(Dataset entries)

╔══

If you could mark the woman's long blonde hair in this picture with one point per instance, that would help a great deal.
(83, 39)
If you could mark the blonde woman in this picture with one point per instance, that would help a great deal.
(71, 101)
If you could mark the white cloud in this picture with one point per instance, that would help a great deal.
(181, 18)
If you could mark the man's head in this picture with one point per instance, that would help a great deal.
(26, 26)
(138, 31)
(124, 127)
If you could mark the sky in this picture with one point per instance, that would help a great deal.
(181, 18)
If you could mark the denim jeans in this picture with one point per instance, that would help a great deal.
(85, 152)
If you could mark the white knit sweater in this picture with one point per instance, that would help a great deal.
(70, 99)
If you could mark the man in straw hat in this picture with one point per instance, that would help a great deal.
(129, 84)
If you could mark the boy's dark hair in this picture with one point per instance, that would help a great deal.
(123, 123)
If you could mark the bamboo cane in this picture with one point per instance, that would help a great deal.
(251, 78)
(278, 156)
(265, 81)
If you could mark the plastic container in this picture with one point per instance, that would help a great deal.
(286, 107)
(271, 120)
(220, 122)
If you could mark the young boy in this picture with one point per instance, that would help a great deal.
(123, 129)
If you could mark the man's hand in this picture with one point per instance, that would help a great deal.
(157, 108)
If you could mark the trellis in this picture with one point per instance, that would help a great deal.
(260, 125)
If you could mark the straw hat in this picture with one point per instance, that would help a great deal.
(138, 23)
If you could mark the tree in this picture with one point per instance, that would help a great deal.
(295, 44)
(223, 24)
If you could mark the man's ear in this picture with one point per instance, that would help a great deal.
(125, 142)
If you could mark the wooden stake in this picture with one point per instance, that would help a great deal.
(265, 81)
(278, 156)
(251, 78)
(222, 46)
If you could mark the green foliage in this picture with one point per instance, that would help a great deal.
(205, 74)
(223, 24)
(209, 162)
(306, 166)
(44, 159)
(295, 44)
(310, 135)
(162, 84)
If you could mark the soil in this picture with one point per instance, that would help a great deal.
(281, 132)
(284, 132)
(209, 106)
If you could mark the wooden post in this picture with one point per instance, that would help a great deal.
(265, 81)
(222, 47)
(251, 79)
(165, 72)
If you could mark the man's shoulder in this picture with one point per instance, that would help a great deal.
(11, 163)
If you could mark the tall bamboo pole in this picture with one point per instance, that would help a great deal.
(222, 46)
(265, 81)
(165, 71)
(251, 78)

╚══

Short exercise - Reproduce all of the material above verbatim, keeping every line unchanged.

Exercise output -
If you could mark the woman's long blonde hair in this picture with one point per instance, that would help a great deal.
(83, 39)
If you could mark the blonde woman in this picture with one point per instance, that would help a great deal.
(71, 101)
If you could mark the white cloud in this picture with one point per instance, that would help a great deal.
(181, 18)
If you could mark the man's head in this picture with one point per instance, that would help a great deal.
(26, 26)
(138, 31)
(124, 127)
If you could mark the sky in this picture with one point per instance, that would help a great deal.
(181, 18)
If you could mark the denim jeans in this picture with one point per instance, that would help a great deal.
(85, 152)
If you could mark the white knit sweater in this picture with one point per instance, that would help a great deal.
(70, 99)
If you could mark the man in straw hat in this picture with one point per instance, that would help a great deal.
(129, 84)
If you could mark the boy's dark hair in this picture with one point per instance, that would help a great deal.
(123, 123)
If you could mark the bamboo cane in this picture with one point per instance, that would help a great deal.
(251, 78)
(278, 156)
(265, 81)
If you could mark the plastic container in this picture with one point per instance, that would help a great deal.
(286, 107)
(271, 120)
(220, 122)
If you could mark the young boy in this picture with one point per instance, that would help a great deal.
(123, 129)
If you could mark the man's hand in this picture with one point per instance, that would help a great deal.
(157, 108)
If you could mark the trellis in this picture with one point per instance, that would help a great deal.
(260, 125)
If you could mark the straw hat in this picture with one point per instance, that would help a great deal.
(138, 23)
If you could mark the tree in this picture with one point per instance, that would help a great deal.
(295, 44)
(223, 24)
If you could mark the man's ear in this picture with one point per instance, that would help a great deal.
(125, 142)
If you could mark the wooden stake in this picture with one point per instance, that would help a great deal.
(265, 81)
(278, 156)
(251, 78)
(222, 46)
If you could mark the green foliage in this picture with one point per instance, that would help a great deal.
(205, 74)
(223, 24)
(209, 162)
(306, 166)
(44, 159)
(295, 44)
(310, 135)
(162, 84)
If you could mark the soil in this picture with one point per instance, that would help a great deal.
(281, 132)
(284, 132)
(209, 106)
If you could mark the wooden post in this picture with one point per instance, that would help a great deal.
(265, 81)
(222, 47)
(251, 79)
(165, 72)
If you could mark the man's shoulder in this picture with one point per instance, that would help a great deal.
(11, 163)
If you could mark the tall bamboo pole in this picture with one point per instance, that would help a great deal.
(222, 46)
(265, 81)
(165, 71)
(251, 78)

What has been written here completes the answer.